Le 8 février, j’ai participé, dans le cadre de la commission des finances du Sénat, à une audition sur la compétitivité de la place financière de Paris.

Ont été entendus : Marie-Anne BARBAT-LAYANI, directrice générale de la Fédération bancaire française (FBF), Stéphane BOUJNAH, président du directoire d’Euronext N.V., Jean-Louis LAURENS, « ambassadeur » à l’international de l’Association française de la gestion financière (AFG), Jean-Frédéric de LEUSSE, président du directoire d’UBS France, et Odile RENAUD-BASSO, directrice générale du Trésor.

> **Travail à faire**:
[a] Recopiez fidèlement le passage de l'extrait sur l'audition qui va de « Le 8 février, j’ai » jusqu'à « générale du Trésor. ».
[b] Répondez aux questions suivantes à l'aide de l'extrait sur l'audition :
(i) Dans le cadre de quelle commission du Sénat l'audition a-t-elle eu lieu ?
(ii) Quelle fonction Odile RENAUD-BASSO occupe-t-elle ?
(iii) Quelle organisation Marie-Anne BARBAT-LAYANI dirige-t-elle ?
Les lignes de données ci-après proviennent d'une source distincte de l'extrait.

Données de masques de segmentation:

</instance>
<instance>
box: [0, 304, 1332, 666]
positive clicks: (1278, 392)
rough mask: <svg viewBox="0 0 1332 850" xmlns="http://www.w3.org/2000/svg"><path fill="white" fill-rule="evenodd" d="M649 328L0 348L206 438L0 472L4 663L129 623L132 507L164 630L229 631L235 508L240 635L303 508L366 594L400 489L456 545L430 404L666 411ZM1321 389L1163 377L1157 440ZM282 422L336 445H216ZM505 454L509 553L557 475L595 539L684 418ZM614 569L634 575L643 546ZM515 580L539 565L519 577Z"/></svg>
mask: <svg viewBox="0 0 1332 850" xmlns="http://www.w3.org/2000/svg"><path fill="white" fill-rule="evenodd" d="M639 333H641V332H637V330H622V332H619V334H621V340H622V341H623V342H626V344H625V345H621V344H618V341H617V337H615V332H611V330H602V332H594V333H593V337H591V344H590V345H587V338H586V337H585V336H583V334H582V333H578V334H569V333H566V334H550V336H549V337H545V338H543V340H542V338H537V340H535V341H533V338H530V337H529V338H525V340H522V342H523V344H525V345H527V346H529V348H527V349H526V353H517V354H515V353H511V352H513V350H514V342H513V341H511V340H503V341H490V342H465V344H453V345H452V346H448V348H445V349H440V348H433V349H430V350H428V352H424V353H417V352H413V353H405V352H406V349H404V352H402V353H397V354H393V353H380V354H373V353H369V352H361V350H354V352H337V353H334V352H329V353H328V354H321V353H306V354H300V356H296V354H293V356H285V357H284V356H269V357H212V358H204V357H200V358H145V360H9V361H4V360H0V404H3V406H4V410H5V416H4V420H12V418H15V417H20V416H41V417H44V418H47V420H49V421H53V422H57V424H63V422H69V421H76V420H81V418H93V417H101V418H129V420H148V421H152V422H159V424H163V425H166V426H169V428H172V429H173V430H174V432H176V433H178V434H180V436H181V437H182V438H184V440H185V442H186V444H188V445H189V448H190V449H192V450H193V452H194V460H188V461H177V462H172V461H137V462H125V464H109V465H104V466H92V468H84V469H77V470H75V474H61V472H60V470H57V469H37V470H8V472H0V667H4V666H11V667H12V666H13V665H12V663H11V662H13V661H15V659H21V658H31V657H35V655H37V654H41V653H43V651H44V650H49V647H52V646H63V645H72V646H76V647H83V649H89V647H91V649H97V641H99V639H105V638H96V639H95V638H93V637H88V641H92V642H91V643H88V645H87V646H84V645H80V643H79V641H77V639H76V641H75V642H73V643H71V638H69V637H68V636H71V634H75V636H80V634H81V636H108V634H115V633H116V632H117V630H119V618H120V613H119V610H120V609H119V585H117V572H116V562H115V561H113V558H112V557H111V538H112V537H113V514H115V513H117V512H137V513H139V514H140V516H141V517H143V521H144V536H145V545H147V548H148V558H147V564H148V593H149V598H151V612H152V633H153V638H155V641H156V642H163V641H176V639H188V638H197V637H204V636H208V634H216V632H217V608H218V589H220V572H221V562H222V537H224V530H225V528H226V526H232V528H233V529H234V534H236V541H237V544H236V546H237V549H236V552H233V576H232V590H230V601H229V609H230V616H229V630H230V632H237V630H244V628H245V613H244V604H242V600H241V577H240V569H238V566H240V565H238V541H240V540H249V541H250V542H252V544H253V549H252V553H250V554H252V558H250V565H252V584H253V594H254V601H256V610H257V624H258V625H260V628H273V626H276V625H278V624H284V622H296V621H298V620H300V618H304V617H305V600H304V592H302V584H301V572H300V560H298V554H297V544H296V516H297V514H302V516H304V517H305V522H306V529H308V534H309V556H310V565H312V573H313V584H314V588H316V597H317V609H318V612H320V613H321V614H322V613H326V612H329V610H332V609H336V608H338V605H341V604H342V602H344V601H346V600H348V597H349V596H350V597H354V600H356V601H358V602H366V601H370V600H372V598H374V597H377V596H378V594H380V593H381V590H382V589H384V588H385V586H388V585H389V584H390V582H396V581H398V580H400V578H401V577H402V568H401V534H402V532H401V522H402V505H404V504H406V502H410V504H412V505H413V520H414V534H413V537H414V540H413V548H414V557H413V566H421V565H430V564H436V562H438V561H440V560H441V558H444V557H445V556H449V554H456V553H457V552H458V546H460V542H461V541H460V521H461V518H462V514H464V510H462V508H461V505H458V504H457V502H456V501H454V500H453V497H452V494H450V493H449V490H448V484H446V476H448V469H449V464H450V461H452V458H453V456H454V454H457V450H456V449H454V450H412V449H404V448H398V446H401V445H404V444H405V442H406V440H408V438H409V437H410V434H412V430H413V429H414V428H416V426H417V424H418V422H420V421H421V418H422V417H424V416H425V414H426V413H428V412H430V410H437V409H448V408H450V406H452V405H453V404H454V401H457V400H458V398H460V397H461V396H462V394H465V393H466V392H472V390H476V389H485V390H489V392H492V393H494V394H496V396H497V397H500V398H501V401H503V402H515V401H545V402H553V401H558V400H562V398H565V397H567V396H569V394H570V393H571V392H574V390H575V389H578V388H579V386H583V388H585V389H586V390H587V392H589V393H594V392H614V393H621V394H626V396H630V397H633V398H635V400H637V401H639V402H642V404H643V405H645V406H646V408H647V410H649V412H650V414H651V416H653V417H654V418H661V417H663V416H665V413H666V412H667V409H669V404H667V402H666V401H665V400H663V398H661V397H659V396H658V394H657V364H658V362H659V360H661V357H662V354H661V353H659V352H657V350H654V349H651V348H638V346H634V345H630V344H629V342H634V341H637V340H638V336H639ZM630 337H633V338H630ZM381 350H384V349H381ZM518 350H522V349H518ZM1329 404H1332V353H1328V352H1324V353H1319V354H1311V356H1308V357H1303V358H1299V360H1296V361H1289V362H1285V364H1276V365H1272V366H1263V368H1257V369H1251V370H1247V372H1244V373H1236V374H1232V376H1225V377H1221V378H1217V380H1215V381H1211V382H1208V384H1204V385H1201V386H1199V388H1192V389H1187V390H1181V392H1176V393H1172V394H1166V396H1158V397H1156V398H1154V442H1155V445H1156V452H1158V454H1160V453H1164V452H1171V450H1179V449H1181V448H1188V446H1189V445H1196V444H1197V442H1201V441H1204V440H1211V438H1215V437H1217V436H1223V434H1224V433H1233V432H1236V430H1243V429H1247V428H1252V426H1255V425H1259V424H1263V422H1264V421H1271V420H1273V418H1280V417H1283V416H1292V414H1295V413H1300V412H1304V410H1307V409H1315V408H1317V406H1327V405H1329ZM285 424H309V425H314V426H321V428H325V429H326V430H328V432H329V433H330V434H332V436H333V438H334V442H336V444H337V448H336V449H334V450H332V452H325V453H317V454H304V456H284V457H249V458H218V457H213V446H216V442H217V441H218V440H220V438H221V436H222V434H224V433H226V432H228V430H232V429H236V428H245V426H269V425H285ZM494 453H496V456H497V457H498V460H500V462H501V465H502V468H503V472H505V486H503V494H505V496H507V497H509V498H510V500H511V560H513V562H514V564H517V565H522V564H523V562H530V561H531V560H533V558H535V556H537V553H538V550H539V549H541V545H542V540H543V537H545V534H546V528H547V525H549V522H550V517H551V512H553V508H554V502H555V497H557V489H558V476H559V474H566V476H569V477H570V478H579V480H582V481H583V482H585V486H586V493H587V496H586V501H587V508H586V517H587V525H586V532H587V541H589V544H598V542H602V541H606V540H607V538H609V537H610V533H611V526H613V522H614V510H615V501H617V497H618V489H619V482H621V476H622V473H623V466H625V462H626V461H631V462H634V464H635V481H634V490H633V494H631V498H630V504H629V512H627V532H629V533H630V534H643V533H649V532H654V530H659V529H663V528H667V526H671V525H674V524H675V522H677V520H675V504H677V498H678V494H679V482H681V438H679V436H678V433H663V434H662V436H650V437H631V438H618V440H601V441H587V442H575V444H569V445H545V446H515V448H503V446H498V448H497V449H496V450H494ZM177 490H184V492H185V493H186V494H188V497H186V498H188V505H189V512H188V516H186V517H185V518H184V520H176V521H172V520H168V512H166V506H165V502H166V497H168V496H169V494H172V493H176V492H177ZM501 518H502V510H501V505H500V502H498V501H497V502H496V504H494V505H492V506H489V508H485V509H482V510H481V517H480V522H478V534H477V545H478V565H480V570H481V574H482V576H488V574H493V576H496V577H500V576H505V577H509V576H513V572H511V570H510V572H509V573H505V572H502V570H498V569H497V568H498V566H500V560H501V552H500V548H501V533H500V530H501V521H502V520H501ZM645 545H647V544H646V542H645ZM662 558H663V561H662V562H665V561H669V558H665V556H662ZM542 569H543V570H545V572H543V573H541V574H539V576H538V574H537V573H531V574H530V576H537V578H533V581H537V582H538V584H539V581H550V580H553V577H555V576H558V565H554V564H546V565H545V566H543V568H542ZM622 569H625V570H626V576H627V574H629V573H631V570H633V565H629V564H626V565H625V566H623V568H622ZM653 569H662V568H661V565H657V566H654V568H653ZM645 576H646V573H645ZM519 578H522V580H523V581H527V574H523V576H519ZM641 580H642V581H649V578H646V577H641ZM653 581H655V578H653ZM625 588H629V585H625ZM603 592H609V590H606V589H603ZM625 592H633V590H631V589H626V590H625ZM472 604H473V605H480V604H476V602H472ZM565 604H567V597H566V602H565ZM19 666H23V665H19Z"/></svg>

> **Vos réponses écrites**:
[a]
Le 8 février, j’ai participé, dans le cadre de la commission des finances du Sénat, à une audition sur la compétitivité de la place financière de Paris.

Ont été entendus : Marie-Anne BARBAT-LAYANI, directrice générale de la Fédération bancaire française (FBF), Stéphane BOUJNAH, président du directoire d’Euronext N.V., Jean-Louis LAURENS, « ambassadeur » à l’international de l’Association française de la gestion financière (AFG), Jean-Frédéric de LEUSSE, président du directoire d’UBS France, et Odile RENAUD-BASSO, directrice générale du Trésor.

[b]
(i) La commission des finances du Sénat.
(ii) Directrice générale du Trésor.
(iii) La Fédération bancaire française (FBF).